◆ **EXERCISE INSTRUCTIONS**:
Locate every line in the rows below that contains the word "Target", and copy each of those lines in full.

---*---

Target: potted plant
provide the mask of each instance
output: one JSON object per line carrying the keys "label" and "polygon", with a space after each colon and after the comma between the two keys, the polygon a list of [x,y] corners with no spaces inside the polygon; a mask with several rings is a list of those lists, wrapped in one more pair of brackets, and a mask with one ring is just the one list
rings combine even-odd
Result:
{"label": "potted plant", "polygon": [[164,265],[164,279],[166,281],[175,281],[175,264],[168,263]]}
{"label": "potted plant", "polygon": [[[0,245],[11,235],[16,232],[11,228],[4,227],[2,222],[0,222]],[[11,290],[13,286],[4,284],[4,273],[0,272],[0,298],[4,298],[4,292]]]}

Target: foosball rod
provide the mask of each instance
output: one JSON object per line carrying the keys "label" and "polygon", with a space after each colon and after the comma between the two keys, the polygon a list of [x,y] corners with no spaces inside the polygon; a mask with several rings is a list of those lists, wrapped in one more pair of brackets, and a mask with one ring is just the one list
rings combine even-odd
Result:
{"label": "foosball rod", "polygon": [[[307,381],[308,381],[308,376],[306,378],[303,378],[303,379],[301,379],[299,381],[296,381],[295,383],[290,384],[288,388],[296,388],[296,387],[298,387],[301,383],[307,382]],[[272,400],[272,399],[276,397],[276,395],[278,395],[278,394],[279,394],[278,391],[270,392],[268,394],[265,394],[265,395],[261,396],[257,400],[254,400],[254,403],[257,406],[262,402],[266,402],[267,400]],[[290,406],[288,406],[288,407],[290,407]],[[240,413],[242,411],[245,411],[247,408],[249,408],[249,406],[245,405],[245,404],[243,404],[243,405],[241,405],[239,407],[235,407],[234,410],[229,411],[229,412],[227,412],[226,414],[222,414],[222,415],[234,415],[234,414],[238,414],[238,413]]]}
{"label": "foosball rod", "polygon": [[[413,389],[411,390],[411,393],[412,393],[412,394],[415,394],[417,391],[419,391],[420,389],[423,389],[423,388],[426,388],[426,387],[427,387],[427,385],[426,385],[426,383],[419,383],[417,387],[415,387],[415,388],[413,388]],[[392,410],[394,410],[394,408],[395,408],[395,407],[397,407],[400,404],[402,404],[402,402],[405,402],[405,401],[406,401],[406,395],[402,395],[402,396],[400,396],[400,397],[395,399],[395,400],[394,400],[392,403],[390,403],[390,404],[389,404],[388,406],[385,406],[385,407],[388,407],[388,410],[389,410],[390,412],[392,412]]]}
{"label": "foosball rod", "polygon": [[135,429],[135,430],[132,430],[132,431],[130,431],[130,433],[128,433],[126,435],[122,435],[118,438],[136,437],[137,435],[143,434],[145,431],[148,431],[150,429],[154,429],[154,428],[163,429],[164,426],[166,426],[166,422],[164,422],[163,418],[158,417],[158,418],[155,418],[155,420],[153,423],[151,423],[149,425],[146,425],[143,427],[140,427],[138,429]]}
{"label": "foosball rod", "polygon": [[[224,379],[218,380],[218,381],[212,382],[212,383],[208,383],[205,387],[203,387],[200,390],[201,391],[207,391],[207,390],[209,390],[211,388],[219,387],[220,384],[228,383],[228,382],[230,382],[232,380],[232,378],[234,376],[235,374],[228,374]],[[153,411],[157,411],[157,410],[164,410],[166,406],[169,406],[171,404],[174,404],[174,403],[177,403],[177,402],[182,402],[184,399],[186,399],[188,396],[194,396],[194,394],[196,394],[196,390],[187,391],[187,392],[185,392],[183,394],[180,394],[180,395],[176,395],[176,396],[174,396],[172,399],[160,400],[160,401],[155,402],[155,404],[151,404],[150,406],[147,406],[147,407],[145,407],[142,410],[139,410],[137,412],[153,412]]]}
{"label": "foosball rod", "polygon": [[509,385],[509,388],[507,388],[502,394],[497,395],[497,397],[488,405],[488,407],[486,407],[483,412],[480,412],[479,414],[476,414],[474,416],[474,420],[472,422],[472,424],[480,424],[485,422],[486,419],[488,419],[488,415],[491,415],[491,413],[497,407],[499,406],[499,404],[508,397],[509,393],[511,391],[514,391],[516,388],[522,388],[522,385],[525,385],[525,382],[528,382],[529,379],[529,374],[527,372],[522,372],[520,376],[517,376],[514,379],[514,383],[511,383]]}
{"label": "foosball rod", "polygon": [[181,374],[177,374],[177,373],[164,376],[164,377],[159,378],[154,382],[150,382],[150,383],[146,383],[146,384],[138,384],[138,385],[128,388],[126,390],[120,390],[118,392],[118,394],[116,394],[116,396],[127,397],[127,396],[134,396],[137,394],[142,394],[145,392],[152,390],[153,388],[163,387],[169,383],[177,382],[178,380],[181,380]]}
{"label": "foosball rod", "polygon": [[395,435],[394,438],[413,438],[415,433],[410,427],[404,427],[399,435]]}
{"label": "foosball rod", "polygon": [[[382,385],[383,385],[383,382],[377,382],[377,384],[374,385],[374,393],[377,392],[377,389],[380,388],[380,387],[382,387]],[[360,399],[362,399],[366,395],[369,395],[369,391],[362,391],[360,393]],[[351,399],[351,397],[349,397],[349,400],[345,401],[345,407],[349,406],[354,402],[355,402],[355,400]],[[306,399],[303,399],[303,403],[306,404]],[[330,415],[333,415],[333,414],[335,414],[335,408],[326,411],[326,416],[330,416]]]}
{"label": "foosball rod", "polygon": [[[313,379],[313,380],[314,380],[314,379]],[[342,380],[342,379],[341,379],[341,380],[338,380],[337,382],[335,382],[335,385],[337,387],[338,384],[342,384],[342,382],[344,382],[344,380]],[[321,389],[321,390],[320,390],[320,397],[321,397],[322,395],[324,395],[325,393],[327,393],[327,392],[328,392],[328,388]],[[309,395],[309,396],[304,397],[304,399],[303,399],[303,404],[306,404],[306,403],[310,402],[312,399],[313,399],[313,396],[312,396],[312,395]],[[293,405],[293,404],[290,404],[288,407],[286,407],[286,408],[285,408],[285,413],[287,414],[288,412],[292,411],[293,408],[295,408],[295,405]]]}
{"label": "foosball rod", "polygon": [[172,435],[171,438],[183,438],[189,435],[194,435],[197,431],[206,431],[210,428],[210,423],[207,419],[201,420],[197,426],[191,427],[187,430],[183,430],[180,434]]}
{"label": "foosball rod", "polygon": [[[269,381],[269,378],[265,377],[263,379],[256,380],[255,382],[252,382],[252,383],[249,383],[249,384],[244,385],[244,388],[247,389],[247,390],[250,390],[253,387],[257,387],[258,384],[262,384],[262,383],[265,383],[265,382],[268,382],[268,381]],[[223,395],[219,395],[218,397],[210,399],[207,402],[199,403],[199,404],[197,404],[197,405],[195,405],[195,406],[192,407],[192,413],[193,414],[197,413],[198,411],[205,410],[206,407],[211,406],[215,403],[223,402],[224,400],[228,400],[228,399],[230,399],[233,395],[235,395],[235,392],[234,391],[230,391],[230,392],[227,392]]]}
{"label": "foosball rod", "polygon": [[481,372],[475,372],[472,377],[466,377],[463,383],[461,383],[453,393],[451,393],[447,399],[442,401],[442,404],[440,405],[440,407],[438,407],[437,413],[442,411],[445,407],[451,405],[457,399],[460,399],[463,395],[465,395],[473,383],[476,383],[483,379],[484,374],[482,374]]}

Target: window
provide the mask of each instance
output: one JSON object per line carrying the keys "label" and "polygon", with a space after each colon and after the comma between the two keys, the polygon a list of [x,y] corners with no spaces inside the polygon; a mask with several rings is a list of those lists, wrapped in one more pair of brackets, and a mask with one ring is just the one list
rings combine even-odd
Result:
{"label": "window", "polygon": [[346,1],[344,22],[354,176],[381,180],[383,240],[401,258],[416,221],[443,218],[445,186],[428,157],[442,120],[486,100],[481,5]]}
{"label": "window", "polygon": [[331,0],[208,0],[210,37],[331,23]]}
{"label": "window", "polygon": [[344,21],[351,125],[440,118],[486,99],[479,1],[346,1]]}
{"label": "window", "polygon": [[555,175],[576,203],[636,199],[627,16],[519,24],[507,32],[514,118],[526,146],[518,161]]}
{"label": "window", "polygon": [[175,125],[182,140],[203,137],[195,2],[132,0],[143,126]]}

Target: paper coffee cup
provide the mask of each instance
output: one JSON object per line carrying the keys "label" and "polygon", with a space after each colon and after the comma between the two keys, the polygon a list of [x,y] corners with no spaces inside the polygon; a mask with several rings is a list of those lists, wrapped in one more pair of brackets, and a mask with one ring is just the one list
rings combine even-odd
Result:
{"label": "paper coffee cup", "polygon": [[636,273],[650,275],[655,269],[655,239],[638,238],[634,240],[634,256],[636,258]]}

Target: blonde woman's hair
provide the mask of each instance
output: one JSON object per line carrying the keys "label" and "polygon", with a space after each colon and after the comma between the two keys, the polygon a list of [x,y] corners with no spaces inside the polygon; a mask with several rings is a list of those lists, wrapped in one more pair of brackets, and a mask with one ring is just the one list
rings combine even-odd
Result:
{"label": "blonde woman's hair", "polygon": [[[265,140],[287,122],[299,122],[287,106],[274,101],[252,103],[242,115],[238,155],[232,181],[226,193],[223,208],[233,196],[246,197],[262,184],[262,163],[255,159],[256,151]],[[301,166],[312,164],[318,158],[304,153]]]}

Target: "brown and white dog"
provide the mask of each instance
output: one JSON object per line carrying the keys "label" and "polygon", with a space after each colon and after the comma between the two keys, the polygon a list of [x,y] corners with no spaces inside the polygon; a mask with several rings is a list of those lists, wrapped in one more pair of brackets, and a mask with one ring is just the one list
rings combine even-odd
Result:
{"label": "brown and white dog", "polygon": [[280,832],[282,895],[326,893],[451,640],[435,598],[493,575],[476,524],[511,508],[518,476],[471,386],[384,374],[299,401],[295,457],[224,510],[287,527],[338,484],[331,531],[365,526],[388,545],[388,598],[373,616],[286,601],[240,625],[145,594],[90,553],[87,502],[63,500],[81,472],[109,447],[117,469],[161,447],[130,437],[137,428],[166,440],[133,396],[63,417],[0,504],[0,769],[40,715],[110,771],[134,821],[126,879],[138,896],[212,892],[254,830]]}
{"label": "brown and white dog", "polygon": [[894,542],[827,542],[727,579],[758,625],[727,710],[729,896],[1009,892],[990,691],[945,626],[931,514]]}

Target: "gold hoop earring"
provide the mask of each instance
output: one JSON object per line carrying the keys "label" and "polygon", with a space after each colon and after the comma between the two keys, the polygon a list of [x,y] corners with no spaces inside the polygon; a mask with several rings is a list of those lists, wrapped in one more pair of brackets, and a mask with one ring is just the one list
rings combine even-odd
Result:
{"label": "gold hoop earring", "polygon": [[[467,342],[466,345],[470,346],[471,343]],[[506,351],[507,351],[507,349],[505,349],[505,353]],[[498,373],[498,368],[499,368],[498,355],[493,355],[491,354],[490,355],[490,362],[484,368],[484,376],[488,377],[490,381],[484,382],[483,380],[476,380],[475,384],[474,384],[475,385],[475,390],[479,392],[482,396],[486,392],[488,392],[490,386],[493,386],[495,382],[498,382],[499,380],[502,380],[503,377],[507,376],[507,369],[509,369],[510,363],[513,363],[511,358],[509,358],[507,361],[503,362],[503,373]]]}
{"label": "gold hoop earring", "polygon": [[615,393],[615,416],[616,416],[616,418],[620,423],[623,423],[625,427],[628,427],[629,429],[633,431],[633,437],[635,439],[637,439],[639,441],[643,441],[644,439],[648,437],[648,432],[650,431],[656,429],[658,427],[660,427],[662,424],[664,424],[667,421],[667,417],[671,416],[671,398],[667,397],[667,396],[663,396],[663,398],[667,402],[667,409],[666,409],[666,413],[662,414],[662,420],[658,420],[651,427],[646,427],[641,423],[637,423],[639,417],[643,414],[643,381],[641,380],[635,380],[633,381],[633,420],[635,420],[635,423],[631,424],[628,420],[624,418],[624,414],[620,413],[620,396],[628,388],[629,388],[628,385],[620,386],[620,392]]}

---*---

◆ **WRITTEN RESPONSE**:
Target: potted plant
Target: foosball rod
Target: window
Target: paper coffee cup
Target: blonde woman's hair
Target: "brown and white dog"
Target: "gold hoop earring"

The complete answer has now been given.